=== Begin Enclosure ===

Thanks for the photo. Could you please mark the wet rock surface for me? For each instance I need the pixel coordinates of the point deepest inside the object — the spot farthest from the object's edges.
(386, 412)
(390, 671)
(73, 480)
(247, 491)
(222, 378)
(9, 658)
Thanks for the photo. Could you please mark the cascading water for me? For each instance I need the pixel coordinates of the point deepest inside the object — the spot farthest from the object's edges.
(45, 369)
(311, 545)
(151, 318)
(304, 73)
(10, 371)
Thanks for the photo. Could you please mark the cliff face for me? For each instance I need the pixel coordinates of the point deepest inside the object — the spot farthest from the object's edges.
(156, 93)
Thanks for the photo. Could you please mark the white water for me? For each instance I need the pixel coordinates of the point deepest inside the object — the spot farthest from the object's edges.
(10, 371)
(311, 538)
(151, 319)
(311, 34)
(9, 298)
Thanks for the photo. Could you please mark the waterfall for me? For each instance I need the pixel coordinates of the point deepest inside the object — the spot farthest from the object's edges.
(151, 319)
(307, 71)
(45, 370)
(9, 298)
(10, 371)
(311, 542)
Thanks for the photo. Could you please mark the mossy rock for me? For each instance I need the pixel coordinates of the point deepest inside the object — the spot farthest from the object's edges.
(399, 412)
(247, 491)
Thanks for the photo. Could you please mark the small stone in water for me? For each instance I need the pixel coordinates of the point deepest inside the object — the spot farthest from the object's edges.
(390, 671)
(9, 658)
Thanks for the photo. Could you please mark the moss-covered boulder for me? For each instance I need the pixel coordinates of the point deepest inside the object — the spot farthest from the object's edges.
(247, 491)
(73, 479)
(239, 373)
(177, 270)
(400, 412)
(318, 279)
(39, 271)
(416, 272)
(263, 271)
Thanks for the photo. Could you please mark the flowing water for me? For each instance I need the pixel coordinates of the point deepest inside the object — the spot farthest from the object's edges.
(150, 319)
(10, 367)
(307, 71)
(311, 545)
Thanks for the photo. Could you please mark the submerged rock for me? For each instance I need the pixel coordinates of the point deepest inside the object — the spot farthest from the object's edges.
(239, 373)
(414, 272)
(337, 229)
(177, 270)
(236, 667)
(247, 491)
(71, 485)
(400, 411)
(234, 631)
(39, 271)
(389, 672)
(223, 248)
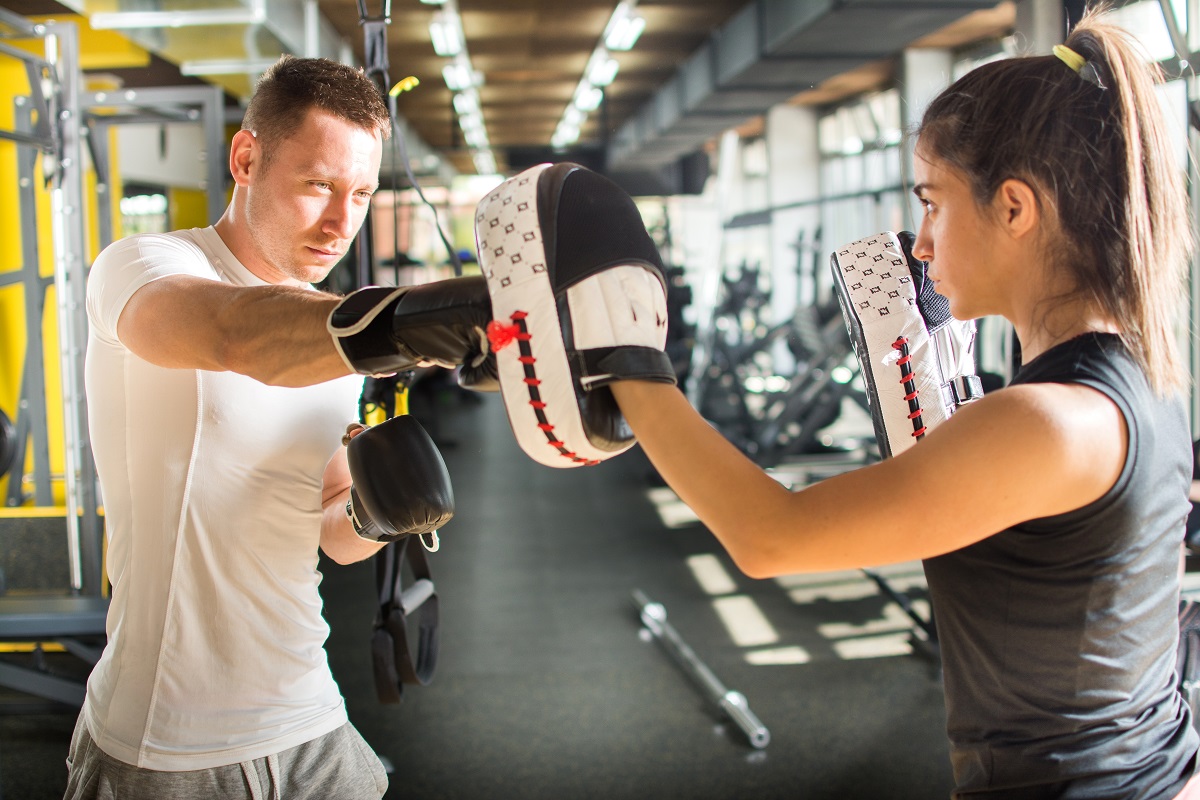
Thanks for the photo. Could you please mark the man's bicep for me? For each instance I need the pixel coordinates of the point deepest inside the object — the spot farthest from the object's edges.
(173, 322)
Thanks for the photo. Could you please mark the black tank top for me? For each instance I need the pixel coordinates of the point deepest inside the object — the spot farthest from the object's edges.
(1059, 635)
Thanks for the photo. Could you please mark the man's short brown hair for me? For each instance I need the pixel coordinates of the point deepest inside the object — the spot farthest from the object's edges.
(293, 85)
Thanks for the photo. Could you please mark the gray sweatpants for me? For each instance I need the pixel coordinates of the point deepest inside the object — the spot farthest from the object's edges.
(339, 764)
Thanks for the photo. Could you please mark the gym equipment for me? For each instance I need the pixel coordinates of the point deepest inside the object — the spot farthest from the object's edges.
(391, 655)
(774, 417)
(49, 125)
(917, 360)
(731, 703)
(577, 284)
(7, 444)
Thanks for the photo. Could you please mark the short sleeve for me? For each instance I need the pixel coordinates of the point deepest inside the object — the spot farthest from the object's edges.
(129, 264)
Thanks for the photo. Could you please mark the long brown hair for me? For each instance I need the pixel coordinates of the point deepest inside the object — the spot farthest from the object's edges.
(1095, 148)
(292, 86)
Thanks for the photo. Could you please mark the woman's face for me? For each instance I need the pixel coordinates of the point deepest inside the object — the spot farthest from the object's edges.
(958, 239)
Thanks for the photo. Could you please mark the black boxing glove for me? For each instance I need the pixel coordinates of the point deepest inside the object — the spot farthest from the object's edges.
(382, 330)
(401, 485)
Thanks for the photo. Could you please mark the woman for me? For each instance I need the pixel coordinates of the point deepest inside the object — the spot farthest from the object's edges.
(1049, 513)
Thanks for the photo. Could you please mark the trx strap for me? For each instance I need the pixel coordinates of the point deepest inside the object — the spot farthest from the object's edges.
(391, 657)
(383, 398)
(390, 654)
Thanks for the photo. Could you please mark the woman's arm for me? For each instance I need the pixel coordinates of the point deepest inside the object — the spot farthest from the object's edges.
(1019, 453)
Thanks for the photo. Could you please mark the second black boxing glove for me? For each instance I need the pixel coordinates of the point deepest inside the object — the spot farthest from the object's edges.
(401, 485)
(385, 330)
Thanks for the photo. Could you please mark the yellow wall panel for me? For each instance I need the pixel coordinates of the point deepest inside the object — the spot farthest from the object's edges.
(187, 209)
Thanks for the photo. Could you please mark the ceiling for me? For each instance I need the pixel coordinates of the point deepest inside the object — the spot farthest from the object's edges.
(700, 66)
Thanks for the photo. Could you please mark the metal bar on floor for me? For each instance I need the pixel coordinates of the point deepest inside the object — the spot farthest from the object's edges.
(733, 704)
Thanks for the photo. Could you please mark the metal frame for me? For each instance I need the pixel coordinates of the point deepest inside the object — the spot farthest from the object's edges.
(53, 128)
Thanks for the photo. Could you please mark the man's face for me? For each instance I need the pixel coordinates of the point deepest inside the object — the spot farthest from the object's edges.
(309, 200)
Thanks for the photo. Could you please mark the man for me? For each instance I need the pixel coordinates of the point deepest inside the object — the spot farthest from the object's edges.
(217, 398)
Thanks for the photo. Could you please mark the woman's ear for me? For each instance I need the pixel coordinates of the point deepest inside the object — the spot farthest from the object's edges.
(243, 154)
(1017, 206)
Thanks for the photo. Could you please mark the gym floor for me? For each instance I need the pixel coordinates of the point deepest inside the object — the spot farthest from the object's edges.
(547, 686)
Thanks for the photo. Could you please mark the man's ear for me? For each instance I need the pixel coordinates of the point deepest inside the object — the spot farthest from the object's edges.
(243, 156)
(1017, 206)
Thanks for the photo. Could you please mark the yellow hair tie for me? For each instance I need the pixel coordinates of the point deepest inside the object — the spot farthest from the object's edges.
(1069, 56)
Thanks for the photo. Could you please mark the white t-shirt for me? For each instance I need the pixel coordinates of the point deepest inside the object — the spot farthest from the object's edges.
(211, 487)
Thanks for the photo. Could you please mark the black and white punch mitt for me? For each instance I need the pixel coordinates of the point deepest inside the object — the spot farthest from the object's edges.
(579, 301)
(917, 360)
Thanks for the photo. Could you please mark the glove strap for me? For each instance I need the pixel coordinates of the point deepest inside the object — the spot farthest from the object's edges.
(604, 366)
(364, 525)
(361, 330)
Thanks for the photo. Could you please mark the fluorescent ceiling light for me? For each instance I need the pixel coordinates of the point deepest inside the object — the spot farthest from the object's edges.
(485, 162)
(226, 67)
(588, 97)
(624, 26)
(133, 19)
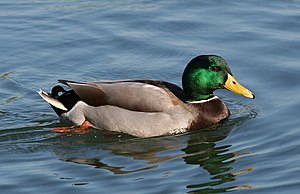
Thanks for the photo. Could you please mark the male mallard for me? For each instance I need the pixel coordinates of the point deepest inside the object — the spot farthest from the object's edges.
(147, 108)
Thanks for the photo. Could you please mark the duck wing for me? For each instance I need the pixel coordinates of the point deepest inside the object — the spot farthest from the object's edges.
(136, 95)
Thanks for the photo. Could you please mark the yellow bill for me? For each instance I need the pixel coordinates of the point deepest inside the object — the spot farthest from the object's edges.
(234, 86)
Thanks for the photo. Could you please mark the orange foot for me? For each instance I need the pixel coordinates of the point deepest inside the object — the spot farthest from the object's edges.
(83, 129)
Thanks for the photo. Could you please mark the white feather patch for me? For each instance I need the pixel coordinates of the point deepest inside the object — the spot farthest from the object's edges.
(52, 101)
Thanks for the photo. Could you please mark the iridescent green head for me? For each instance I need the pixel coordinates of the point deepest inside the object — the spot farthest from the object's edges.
(206, 73)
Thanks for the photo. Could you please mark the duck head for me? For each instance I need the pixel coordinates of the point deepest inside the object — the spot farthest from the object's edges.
(206, 73)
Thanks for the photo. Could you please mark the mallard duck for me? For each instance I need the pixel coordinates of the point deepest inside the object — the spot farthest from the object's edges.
(147, 108)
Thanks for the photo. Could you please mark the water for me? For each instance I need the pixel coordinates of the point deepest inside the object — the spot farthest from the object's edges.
(255, 151)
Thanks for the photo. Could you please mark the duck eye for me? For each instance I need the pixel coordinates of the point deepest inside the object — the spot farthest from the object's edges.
(214, 68)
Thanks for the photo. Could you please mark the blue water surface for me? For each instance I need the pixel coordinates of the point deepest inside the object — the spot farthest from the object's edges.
(255, 151)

=== End Enclosure ===

Work order |
Transcribe nothing except the lines from the one with "Thanks for the photo. Could you please mark the blue" through the end of the data above, each exactly as it appears.

Finished task |
Thanks for the photo. Could you please mark the blue water surface for me? For each instance I need the pixel coordinates of the point deepest inside the object — the spot farthest from the object's edges.
(255, 151)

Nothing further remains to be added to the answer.